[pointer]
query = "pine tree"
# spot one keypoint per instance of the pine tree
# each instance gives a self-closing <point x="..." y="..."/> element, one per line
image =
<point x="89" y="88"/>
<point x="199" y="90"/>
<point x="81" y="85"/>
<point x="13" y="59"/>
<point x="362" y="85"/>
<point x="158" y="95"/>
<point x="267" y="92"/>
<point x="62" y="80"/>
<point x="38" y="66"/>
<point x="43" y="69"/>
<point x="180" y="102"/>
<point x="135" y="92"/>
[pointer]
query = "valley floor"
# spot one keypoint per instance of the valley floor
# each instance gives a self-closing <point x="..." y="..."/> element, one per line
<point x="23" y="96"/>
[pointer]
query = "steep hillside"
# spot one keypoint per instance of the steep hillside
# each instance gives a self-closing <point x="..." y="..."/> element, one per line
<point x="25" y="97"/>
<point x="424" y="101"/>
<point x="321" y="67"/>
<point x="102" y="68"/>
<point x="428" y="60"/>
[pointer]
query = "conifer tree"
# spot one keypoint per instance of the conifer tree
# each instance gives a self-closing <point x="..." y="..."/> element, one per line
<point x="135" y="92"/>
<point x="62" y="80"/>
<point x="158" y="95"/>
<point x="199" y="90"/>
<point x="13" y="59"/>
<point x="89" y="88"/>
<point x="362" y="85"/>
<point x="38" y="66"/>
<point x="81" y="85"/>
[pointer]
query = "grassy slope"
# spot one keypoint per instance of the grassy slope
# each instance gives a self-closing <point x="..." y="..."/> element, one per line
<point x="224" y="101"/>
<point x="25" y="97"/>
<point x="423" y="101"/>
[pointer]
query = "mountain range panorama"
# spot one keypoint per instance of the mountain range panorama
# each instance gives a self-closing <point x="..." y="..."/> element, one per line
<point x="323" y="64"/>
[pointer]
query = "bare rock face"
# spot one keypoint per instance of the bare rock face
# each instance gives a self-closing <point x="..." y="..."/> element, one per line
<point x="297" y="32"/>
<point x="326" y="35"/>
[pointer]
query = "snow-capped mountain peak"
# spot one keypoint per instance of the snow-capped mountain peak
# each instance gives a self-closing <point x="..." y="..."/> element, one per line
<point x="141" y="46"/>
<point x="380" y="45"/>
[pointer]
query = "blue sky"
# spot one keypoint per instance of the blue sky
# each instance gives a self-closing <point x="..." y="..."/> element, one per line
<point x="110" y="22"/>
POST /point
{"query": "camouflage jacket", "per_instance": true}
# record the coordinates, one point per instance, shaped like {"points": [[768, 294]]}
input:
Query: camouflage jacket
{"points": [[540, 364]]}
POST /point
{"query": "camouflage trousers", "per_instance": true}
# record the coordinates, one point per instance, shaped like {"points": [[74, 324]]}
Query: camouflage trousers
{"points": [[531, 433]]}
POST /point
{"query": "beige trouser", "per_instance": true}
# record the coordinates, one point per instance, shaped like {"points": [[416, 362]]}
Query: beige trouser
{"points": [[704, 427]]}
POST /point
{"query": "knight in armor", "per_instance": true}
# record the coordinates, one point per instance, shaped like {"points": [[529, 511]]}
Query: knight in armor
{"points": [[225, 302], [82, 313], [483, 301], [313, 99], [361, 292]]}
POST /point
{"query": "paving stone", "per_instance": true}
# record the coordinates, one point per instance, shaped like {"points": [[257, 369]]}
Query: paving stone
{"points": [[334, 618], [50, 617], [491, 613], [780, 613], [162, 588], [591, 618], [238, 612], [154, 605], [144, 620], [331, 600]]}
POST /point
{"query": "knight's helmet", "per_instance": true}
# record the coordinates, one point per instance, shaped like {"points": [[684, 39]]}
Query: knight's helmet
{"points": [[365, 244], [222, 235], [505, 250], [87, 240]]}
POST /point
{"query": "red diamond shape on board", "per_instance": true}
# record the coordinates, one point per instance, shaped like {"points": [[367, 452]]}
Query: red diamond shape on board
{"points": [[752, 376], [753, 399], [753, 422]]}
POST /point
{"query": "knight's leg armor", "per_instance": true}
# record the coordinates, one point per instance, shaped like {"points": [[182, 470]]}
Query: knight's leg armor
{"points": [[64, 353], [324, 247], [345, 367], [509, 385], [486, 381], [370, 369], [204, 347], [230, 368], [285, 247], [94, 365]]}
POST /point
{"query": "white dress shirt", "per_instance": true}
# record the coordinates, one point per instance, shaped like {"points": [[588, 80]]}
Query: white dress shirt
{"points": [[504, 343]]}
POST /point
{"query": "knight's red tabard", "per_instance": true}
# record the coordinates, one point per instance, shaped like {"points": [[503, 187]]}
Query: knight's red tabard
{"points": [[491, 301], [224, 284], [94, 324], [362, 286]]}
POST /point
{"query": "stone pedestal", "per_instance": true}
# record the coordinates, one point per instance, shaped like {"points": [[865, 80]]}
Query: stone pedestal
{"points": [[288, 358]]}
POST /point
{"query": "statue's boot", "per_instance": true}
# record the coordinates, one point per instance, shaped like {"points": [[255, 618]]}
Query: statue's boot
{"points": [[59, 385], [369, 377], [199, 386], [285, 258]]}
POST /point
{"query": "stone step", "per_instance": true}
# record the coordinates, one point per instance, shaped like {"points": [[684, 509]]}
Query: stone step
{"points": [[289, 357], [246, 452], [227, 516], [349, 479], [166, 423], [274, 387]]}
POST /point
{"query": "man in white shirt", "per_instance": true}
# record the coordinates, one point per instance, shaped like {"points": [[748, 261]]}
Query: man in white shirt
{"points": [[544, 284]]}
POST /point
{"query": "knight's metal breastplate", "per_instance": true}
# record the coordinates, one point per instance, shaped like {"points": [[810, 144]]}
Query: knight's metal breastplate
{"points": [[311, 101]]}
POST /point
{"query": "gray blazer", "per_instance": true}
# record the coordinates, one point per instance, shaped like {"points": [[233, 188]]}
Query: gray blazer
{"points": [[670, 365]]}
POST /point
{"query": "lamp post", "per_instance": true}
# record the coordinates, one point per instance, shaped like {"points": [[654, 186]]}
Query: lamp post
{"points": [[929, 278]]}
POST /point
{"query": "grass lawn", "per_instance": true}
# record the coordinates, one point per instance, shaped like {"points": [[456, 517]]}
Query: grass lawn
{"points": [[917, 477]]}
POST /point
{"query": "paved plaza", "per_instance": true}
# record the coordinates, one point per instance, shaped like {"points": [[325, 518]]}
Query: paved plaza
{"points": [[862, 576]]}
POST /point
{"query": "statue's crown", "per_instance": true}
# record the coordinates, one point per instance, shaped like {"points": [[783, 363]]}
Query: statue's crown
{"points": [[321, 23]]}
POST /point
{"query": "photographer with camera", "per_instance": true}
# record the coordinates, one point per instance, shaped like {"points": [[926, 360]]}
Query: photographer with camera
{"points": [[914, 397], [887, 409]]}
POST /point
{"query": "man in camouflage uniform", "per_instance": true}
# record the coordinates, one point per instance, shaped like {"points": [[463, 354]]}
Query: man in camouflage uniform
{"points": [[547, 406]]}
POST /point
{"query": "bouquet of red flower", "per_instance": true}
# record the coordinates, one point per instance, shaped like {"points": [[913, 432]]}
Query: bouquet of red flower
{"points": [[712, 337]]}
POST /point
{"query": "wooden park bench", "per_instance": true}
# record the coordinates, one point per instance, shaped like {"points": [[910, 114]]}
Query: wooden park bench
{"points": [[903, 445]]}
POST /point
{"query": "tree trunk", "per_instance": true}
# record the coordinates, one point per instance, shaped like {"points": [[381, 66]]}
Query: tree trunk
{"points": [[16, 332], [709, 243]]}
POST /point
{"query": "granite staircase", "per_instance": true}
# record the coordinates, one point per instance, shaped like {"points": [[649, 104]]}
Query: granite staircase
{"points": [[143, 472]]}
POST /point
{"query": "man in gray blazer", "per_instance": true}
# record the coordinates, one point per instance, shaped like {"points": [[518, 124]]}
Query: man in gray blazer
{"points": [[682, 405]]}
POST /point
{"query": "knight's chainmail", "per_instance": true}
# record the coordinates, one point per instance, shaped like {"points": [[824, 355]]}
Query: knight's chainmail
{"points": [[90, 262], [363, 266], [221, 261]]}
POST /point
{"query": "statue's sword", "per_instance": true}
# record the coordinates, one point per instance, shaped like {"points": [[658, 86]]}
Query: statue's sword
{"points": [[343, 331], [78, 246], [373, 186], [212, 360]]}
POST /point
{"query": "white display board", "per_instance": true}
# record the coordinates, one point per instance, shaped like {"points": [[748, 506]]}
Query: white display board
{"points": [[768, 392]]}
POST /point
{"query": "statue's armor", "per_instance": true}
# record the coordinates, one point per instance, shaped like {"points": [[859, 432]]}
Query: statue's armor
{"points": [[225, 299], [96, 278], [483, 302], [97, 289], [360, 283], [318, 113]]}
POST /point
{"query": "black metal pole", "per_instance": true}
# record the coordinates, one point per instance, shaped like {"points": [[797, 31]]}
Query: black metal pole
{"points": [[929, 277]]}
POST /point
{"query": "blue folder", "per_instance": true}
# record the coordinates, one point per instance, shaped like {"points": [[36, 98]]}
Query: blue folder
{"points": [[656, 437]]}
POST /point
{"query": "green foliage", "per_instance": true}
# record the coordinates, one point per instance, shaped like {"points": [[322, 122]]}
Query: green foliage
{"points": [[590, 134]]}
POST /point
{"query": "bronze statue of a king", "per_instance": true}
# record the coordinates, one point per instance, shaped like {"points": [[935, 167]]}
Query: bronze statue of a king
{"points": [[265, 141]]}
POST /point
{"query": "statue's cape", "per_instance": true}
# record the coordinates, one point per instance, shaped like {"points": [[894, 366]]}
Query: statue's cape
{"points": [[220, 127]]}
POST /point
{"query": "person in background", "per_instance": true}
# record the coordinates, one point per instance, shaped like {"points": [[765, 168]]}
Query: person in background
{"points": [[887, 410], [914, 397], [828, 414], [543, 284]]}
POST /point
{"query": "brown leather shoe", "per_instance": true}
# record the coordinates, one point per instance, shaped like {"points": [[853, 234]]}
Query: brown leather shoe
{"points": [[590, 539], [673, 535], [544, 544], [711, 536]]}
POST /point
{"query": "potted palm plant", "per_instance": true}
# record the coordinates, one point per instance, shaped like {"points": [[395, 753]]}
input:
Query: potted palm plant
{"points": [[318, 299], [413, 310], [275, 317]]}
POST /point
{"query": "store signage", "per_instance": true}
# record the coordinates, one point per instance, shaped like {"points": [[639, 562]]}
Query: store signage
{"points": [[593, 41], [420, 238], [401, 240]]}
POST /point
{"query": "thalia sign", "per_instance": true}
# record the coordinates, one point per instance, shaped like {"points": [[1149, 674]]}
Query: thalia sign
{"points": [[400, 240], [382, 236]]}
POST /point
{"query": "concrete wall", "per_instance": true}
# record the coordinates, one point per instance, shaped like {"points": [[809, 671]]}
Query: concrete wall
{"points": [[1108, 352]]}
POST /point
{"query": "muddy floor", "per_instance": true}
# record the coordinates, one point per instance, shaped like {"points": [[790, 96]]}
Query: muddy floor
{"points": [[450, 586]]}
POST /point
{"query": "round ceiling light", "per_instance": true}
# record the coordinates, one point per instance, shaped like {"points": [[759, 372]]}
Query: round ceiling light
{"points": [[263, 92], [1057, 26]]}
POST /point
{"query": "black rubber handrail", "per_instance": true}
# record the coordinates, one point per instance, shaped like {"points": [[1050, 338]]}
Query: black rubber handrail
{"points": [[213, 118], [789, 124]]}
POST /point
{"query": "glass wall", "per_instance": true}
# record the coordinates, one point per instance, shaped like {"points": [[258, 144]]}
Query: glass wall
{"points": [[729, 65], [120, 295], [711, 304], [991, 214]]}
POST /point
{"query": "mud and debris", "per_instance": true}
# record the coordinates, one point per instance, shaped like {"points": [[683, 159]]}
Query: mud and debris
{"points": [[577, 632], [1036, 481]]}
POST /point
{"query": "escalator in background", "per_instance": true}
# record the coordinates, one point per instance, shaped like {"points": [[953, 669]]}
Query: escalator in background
..........
The result should consist solely of the lines from the one that contains "Query: glass wall" to the last line of the records above, reproduced exactly.

Query: glass wall
{"points": [[729, 65], [120, 295], [711, 304], [991, 214]]}
POST /point
{"query": "mud and debris", "per_instance": true}
# record the coordinates, one point per instance, shaped like {"points": [[683, 159]]}
Query: mud and debris
{"points": [[577, 632], [1036, 481]]}
POST /point
{"query": "escalator in background", "per_instance": true}
# record the coordinates, one point per instance, shaped like {"points": [[953, 669]]}
Query: escalator in background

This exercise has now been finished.